- _What to produce_
Report each line of the items below that contains the string "commands", copying every such line in full.

- _Records shown_

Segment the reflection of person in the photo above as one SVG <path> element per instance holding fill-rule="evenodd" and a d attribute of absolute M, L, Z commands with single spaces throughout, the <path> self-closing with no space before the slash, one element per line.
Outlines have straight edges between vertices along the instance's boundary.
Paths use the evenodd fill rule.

* * *

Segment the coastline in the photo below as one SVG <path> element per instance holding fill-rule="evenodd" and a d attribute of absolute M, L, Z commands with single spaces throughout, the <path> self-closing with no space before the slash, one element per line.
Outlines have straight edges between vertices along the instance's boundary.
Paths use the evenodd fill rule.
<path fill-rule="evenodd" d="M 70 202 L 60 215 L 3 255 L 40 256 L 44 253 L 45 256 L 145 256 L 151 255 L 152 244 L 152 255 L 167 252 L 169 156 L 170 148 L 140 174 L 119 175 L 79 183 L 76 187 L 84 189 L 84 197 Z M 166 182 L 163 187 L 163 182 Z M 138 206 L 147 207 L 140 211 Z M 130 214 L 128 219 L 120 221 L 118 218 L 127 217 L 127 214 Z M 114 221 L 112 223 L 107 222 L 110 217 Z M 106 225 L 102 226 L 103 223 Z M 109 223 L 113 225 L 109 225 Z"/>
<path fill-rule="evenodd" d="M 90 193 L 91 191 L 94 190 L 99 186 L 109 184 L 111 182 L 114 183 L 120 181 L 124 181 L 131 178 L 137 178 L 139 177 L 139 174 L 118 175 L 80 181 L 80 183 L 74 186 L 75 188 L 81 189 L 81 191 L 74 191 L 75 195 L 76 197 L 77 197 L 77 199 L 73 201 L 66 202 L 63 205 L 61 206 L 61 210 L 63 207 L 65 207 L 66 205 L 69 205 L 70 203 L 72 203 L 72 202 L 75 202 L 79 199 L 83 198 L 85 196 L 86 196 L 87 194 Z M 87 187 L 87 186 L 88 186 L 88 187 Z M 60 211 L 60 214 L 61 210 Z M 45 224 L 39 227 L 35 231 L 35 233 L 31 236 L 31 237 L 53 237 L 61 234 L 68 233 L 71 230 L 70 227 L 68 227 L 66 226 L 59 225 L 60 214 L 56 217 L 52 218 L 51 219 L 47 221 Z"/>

- _Task answer_
Segment the reflection of person in the photo above as one SVG <path> element per instance holding fill-rule="evenodd" and a d attribute of absolute M, L, Z commands with single spaces throughout, the <path> self-closing with no space before the slash, one element per line.
Segment the coastline in the photo below as one SVG <path> element per instance holding fill-rule="evenodd" and a d attribute of absolute M, L, Z commands with single spaces throughout, the <path> self-closing with no space before the slash, one element per line.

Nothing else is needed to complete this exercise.